• RECORDS FOR THIS EXERCISE:
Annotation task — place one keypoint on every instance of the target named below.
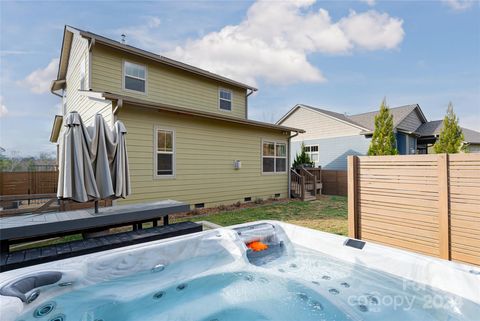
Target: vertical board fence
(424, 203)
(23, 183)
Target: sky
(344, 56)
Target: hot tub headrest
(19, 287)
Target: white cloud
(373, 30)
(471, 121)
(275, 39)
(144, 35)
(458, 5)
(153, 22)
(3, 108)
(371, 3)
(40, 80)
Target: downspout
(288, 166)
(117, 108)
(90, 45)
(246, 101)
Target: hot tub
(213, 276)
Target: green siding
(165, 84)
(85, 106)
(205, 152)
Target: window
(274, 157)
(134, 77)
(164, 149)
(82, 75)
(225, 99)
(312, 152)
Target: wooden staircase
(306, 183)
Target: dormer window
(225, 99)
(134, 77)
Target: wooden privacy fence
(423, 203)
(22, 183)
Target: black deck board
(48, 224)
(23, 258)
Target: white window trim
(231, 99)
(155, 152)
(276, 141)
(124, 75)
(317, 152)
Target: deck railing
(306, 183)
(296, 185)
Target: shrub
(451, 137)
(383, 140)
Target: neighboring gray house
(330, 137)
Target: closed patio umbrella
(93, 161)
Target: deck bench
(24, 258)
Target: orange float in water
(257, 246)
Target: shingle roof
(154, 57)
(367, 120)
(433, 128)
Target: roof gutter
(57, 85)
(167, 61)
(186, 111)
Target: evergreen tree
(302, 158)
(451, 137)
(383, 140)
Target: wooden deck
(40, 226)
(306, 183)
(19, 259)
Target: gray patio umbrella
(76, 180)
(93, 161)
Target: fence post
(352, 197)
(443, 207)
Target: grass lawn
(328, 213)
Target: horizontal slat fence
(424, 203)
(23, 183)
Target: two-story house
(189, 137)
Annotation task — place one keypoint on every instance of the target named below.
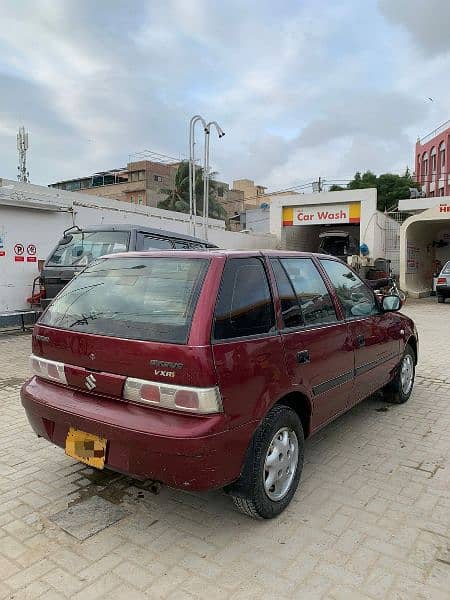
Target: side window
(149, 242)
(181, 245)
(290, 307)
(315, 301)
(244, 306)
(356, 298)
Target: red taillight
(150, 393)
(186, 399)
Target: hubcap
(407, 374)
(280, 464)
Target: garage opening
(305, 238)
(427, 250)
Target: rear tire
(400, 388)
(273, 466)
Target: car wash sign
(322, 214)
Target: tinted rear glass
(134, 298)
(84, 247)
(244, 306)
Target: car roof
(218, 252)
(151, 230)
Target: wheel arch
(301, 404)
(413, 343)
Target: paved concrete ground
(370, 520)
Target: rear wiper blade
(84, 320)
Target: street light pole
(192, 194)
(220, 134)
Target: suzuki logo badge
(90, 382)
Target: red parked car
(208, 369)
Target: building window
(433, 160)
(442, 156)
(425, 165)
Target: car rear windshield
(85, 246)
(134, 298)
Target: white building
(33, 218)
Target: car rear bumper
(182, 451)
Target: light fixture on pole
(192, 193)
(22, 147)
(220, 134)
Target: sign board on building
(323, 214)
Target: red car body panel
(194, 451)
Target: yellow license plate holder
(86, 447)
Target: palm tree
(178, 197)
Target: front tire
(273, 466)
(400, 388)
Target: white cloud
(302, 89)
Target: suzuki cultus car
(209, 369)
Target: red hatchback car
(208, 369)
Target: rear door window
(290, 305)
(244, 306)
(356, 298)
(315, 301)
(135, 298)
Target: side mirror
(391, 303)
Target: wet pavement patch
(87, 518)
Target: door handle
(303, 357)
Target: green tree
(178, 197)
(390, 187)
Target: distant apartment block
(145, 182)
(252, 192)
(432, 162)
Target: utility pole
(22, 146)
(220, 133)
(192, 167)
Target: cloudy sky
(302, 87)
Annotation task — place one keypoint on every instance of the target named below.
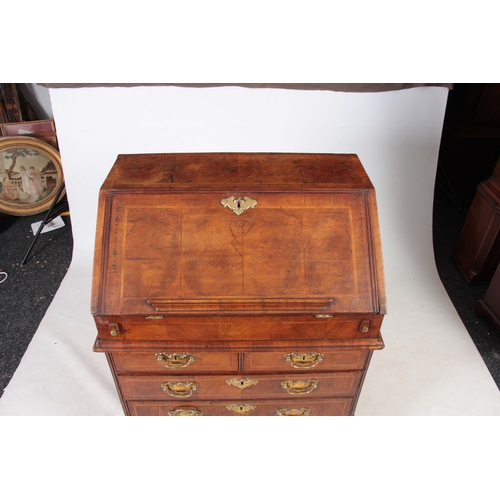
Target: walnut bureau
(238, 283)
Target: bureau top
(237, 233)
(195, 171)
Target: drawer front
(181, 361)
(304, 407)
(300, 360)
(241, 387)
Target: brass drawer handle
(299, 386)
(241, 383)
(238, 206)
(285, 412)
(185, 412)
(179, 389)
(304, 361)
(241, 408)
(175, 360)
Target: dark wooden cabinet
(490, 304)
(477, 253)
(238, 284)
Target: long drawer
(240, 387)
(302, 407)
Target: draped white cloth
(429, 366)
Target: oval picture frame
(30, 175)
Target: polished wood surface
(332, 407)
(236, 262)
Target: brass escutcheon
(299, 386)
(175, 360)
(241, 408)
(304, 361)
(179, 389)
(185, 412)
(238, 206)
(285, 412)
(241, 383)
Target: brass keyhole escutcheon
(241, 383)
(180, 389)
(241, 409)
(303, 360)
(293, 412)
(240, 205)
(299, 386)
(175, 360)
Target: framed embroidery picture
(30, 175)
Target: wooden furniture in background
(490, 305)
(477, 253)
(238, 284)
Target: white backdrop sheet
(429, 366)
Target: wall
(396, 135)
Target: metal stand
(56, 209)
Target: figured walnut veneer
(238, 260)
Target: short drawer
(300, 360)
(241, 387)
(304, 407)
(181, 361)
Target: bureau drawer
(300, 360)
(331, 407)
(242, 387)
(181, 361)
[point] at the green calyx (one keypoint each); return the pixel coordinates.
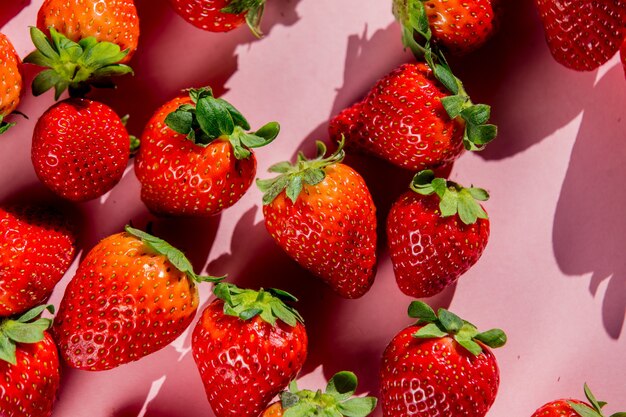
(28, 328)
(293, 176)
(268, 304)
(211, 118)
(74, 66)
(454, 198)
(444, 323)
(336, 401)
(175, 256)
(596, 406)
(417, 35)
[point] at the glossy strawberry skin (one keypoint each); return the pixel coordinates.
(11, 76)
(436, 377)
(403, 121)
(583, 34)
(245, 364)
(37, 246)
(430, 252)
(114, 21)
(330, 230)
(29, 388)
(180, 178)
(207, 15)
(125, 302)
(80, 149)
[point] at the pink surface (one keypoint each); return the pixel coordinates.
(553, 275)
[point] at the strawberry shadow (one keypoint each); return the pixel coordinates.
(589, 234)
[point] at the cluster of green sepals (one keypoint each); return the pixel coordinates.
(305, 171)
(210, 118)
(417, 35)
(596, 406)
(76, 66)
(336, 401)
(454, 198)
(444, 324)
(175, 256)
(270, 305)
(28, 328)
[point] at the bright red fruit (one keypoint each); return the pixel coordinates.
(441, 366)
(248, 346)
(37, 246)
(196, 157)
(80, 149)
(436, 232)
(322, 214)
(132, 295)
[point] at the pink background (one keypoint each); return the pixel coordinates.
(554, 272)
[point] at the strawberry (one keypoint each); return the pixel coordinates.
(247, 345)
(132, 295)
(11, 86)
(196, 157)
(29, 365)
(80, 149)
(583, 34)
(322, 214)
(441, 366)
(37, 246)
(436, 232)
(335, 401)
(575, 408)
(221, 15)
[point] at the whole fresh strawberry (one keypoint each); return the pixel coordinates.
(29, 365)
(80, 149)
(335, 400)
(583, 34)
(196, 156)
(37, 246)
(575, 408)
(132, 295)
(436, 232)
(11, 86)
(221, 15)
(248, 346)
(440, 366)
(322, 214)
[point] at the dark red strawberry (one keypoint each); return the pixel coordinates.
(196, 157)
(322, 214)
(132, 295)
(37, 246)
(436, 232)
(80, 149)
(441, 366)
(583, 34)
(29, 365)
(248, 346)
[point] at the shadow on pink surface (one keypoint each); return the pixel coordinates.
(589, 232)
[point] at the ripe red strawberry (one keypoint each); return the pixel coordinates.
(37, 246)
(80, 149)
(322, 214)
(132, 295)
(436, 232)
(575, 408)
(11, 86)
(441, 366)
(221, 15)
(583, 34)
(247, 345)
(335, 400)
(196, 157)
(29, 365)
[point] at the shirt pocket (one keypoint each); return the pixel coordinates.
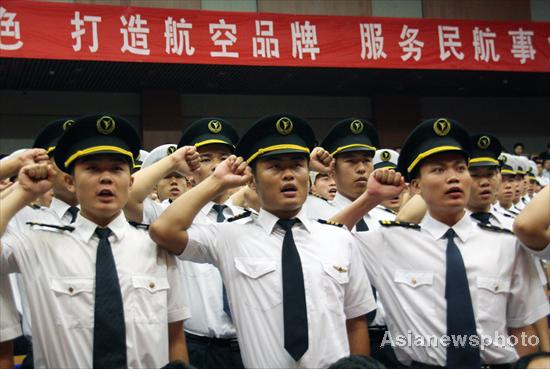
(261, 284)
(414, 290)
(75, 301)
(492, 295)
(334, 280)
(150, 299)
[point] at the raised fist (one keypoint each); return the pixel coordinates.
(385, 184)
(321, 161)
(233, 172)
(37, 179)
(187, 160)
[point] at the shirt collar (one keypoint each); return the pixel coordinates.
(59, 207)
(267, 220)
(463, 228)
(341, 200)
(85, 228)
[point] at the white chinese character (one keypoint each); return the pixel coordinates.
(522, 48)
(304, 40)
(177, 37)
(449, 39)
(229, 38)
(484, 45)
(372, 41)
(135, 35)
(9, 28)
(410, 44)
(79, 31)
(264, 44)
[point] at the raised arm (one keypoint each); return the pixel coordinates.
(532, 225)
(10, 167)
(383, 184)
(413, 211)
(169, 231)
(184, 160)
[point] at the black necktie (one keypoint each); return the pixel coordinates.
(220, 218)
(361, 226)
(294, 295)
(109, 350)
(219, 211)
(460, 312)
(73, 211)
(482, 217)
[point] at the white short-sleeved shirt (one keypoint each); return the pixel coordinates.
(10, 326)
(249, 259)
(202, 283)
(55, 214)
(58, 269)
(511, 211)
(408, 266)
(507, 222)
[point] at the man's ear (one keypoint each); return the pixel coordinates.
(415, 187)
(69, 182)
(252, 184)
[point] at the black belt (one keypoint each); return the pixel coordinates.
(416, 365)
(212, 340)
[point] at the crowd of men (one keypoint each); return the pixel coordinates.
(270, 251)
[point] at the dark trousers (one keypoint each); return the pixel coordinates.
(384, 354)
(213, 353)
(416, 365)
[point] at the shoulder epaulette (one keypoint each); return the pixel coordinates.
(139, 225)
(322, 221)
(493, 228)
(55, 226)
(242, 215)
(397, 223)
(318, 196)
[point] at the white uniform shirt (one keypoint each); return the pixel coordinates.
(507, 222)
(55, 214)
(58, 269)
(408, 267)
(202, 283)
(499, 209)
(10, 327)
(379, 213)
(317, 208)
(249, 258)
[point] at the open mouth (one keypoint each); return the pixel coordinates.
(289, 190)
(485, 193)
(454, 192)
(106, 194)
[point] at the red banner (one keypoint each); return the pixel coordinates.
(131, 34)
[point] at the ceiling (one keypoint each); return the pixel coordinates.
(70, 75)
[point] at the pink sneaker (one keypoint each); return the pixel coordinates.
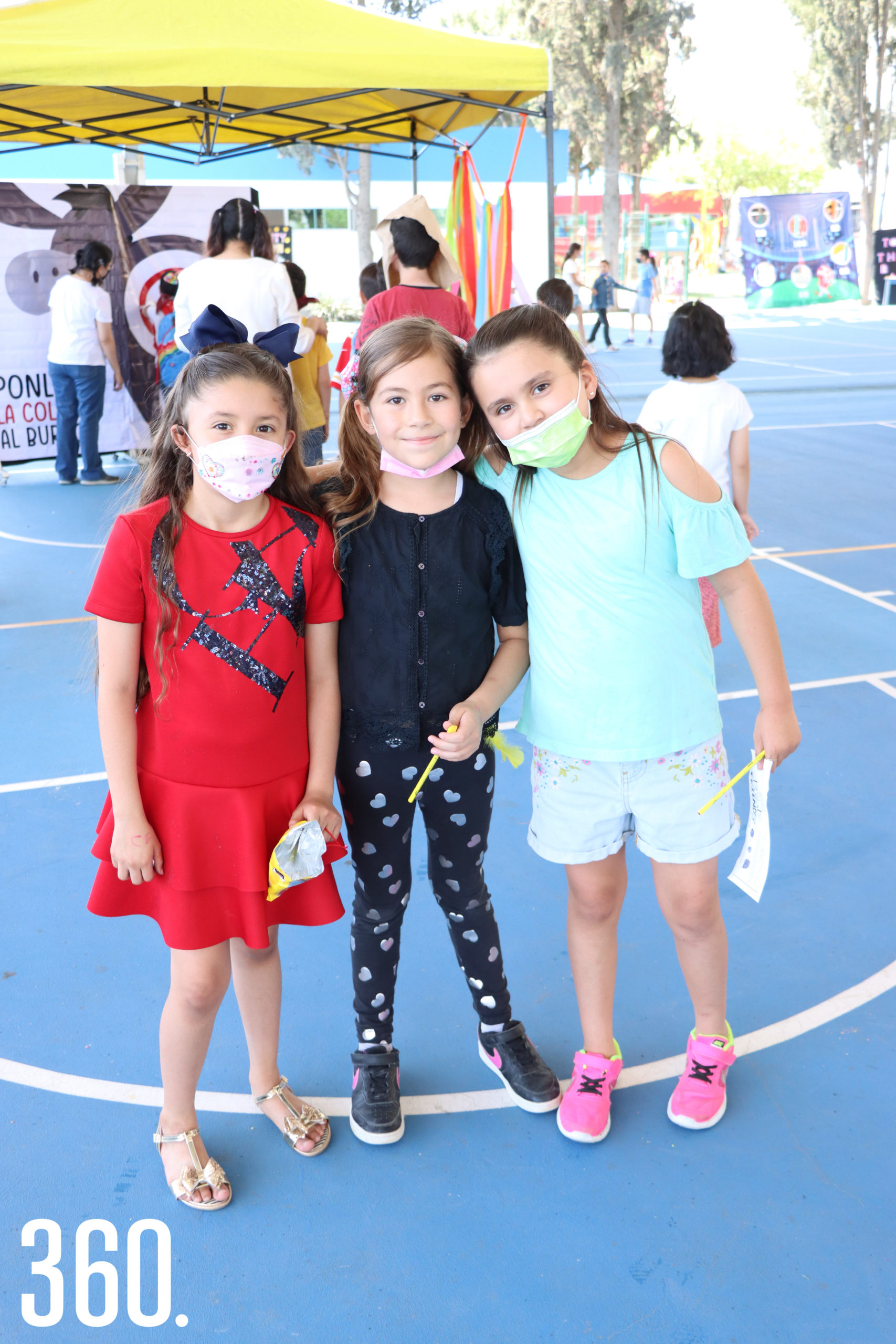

• WORK TO BE COMPLETED:
Beginning at the line that contains "[point] at the red", give the remaining lines of the records again exactly, through the last one. Leave out pictures.

• ANSWER TO THE PROBLEM:
[point] at the red banner (one keypoint each); return the pixel coordinates.
(131, 34)
[point] at the ceiling (one keypoint each); return the pixel coordinates.
(70, 75)
[point] at the pink sneaker (one keypoint each); return the pixel coordinates.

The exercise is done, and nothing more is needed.